───── TASK INPUT

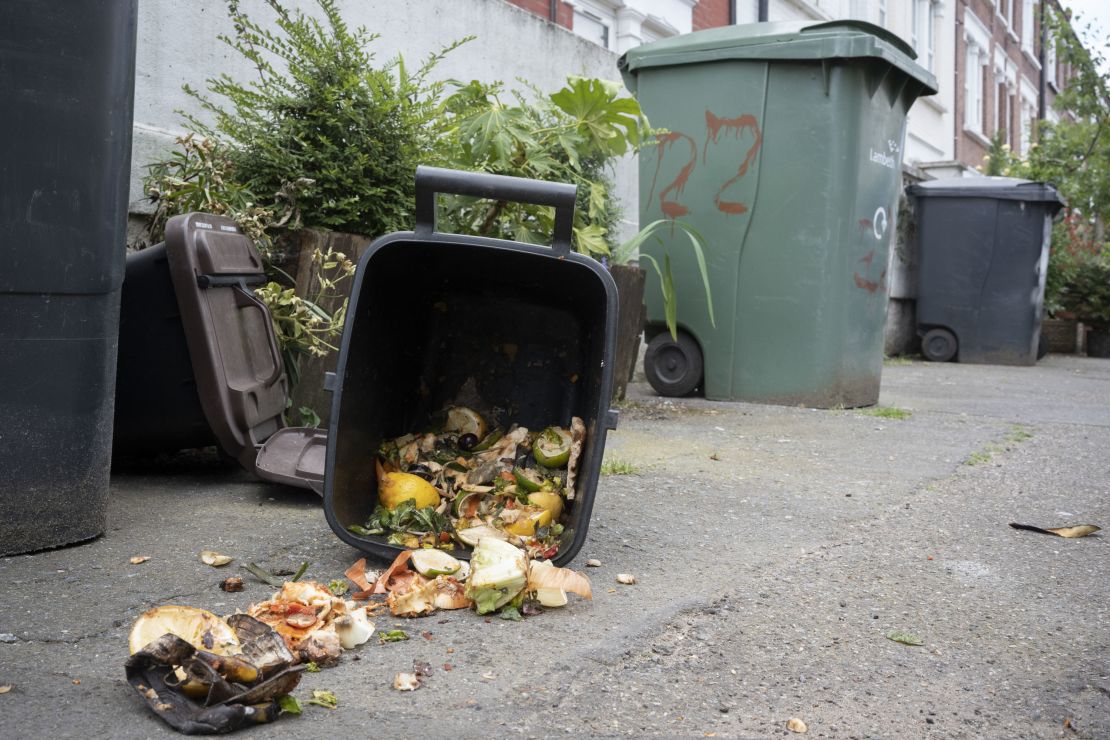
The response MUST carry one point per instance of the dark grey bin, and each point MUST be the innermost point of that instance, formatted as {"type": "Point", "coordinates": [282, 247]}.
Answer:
{"type": "Point", "coordinates": [67, 78]}
{"type": "Point", "coordinates": [984, 255]}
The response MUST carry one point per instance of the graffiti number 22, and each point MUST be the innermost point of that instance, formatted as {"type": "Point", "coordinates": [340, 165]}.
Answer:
{"type": "Point", "coordinates": [669, 204]}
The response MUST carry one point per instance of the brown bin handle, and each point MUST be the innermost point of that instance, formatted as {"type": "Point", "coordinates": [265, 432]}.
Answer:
{"type": "Point", "coordinates": [242, 293]}
{"type": "Point", "coordinates": [561, 195]}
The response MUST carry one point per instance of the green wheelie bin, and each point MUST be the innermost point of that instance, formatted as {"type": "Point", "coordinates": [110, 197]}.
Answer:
{"type": "Point", "coordinates": [780, 143]}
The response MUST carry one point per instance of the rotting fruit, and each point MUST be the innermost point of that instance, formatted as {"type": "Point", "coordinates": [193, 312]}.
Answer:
{"type": "Point", "coordinates": [445, 488]}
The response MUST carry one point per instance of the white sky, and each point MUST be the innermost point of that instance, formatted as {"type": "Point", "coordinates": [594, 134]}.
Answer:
{"type": "Point", "coordinates": [1096, 12]}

──────────

> _SET TASK_
Recast all of the lines above as a Markdown table with the columns Row and Line, one table row per line, skipping blank lines and leaving out the pictures.

> _RESPONSE TO THIS TASK_
| Row | Line |
|---|---|
| 1 | The response MUST carry one point per instance of the dark grey bin, and each point MUST be the innermost point of that instance, formatted as {"type": "Point", "coordinates": [282, 247]}. |
| 2 | Answer: |
| 3 | {"type": "Point", "coordinates": [67, 78]} |
| 4 | {"type": "Point", "coordinates": [984, 255]} |
| 5 | The response MUST carry one point per instance of the graffiti number 22, and each point MUST be the innermost point of that instance, formatted as {"type": "Point", "coordinates": [340, 165]}. |
| 6 | Answer: |
| 7 | {"type": "Point", "coordinates": [669, 204]} |
| 8 | The response MUST carry one point per instance of the brown bin handle, and each point MUST be the innermost point of that instance, formatted as {"type": "Point", "coordinates": [265, 432]}. |
| 9 | Answer: |
| 10 | {"type": "Point", "coordinates": [242, 293]} |
| 11 | {"type": "Point", "coordinates": [561, 195]} |
| 12 | The response MUST carry one point per instance of the green wheelie bin, and each point MUST be the innermost point of that instance, formatted as {"type": "Point", "coordinates": [110, 197]}. |
| 13 | Answer: |
| 14 | {"type": "Point", "coordinates": [780, 143]} |
| 15 | The response MUST carry one point per instance of the rotting fruit, and each point MUST be the innermost point of that instance, formatted as {"type": "Point", "coordinates": [193, 312]}. |
| 16 | Answer: |
| 17 | {"type": "Point", "coordinates": [445, 488]} |
| 18 | The response MUST carry one point per instance of the white sky, and each point MUST be the innermost point of that instance, formatted as {"type": "Point", "coordinates": [594, 134]}. |
| 19 | Answer: |
| 20 | {"type": "Point", "coordinates": [1096, 12]} |